* [What the task requires] Work out how many lines of the data hold the string "query", and reply with that number alone.

Image-grounded pointing data:
◇ ◇ ◇ ◇ ◇
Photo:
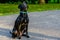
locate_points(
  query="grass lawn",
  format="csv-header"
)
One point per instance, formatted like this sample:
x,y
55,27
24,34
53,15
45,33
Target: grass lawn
x,y
8,9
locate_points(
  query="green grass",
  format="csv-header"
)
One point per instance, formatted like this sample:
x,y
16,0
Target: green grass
x,y
8,9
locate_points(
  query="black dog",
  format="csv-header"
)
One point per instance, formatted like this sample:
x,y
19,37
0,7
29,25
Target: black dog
x,y
21,26
21,23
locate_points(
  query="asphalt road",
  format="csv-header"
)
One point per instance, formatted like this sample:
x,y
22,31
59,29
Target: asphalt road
x,y
42,26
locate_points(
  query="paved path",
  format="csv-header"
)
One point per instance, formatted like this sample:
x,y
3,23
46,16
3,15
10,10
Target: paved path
x,y
42,26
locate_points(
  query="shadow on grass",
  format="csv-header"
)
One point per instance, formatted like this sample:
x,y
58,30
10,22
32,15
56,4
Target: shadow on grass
x,y
34,36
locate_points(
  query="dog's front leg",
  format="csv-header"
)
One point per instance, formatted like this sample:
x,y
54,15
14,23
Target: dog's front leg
x,y
27,31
◇ ◇ ◇ ◇ ◇
* [Response to the exercise] 7